**設問:**
1 – 『オカシナ記念病院』の紹介文のうち、「これでは後期研修は無駄になる」から始まり「たいのかを考えさせられます。」で終わる部分をそのまま書き写せ。
2 – 次の(a)〜(c)が『オカシナ記念病院』の紹介文の内容と合うか、それぞれ「はい」か「いいえ」で答え、判断の決め手となる本文の言葉をそのまま引用せよ。(a) 一良は初期研修を大学病院で学んだ。(b) 一良は週3回、外来で患者を診ることになった。(c) 岡品記念病院では縮命という安楽死が行われている。

**引用文:**
★ ★ ★ ★ ★

久坂部羊 『オカシナ記念病院』2020/09/20



研修医の新実一良は、初期研修を大学病院で学んだので、後期研修は離島の医療を学ぼうと思い、岡品記念病院にやってきました。
なんだか緩い感じで、院長も先輩医師も看護師もやる気が感じられません。
院長から言われた病院の方針が、「患者に満足を与えること」、「患者の気持ちは最大限、優先する」ことで「患者が求めていないのに、病気を治そうとするのは、医師の驕りだ」なんですから。

週2回、外来で患者を診ることになりましたが、患者は薬の処方も治療も自分の思いを通し、医師も特に患者が望まない治療や検査はやらないようです。
「放っておいて手遅れになる病気は、早期に見つけたって治らないのが多い」、「症状もないのに、あれこれ病気をさがすなんてのはよけいなことだ。医療は出過ぎたまねをしてはいけない」が岡品院長のモットー。
それだけじゃない、この病院では縮命という安楽死をやっています。

これでは後期研修は無駄になると思った一良は、在宅医療やがん検診、認知症外来などを積極的に取り入れようと奮闘します。
そうすると、今まで自分がやってきた医療に様々な矛盾を感じることになってしまいました。
岡品記念病院で研修を終えた一良はどんな道を歩むのでしょうか。

いい医療とはなんなのか、自分や家族の最期は、どういう風に迎えたいのかを考えさせられます。
久坂部羊さんが常々主張していることが、ブラックユーモアを交えて書かれた本です。
久坂部羊さんの考える望ましい医療を知りたい方は是非読んで見てください。

★ ★ ★ ★ ★

**提供資料:**
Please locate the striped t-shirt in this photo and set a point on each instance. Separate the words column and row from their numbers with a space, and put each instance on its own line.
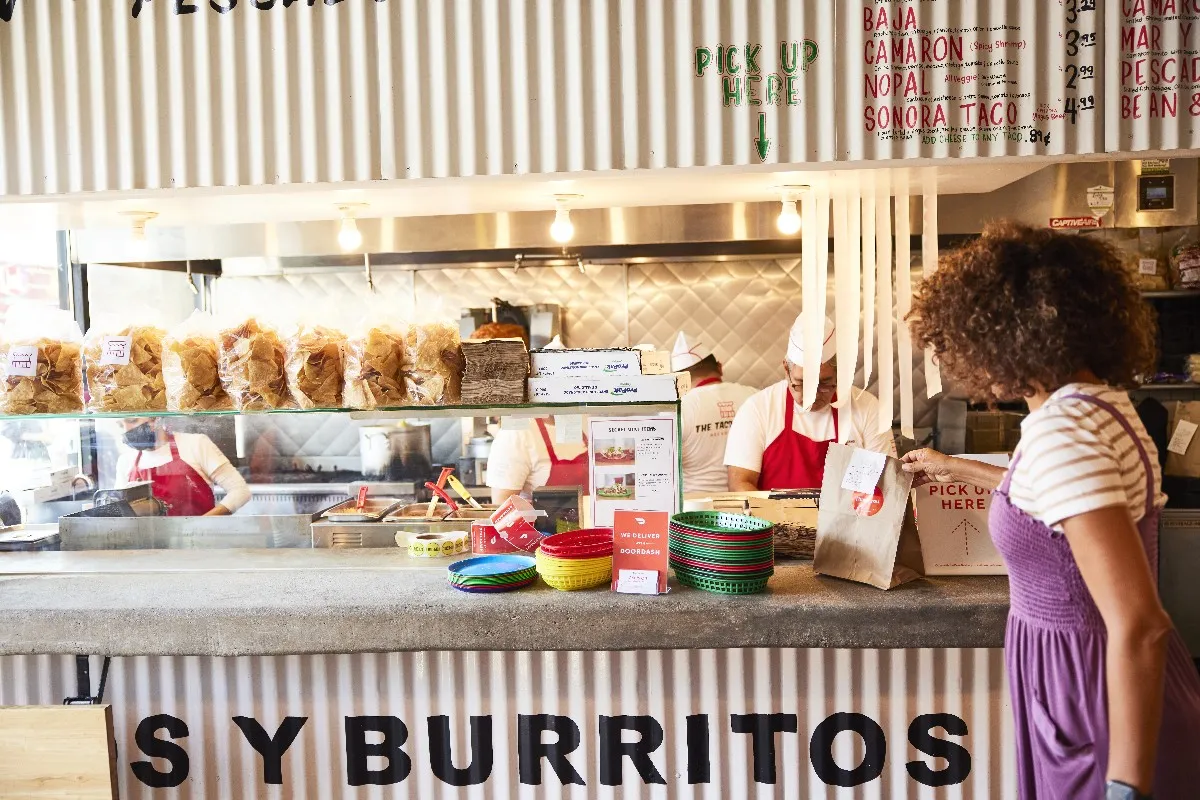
column 1077, row 457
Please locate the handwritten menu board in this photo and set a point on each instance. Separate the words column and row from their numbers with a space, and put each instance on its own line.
column 1156, row 49
column 940, row 78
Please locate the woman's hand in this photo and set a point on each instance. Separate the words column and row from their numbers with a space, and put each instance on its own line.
column 929, row 467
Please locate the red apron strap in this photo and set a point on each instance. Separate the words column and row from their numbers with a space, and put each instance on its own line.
column 545, row 438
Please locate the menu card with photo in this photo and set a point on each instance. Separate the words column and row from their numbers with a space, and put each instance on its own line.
column 634, row 465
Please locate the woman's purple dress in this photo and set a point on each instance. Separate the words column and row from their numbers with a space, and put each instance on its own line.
column 1055, row 650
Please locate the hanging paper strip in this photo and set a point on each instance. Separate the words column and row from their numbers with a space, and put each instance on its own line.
column 809, row 290
column 868, row 277
column 929, row 265
column 883, row 301
column 846, row 223
column 814, row 323
column 904, row 302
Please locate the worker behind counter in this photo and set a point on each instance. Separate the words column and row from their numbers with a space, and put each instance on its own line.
column 707, row 411
column 181, row 468
column 774, row 444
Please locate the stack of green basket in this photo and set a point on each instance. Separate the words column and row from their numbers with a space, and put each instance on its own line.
column 726, row 553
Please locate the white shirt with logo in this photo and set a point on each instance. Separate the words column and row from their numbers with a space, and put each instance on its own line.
column 707, row 414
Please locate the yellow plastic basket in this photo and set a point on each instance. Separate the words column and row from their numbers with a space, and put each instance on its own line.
column 576, row 582
column 553, row 566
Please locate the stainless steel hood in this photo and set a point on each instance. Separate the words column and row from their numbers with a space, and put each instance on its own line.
column 1061, row 191
column 527, row 230
column 1055, row 191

★ ★ ★ ★ ★

**解答一覧:**
1 –
これでは後期研修は無駄になると思った一良は、在宅医療やがん検診、認知症外来などを積極的に取り入れようと奮闘します。
そうすると、今まで自分がやってきた医療に様々な矛盾を感じることになってしまいました。
岡品記念病院で研修を終えた一良はどんな道を歩むのでしょうか。

いい医療とはなんなのか、自分や家族の最期は、どういう風に迎えたいのかを考えさせられます。

2 –
(a) はい。「初期研修を大学病院で学んだので」
(b) いいえ。「週2回、外来で患者を診ることになりましたが」
(c) はい。「この病院では縮命という安楽死をやっています」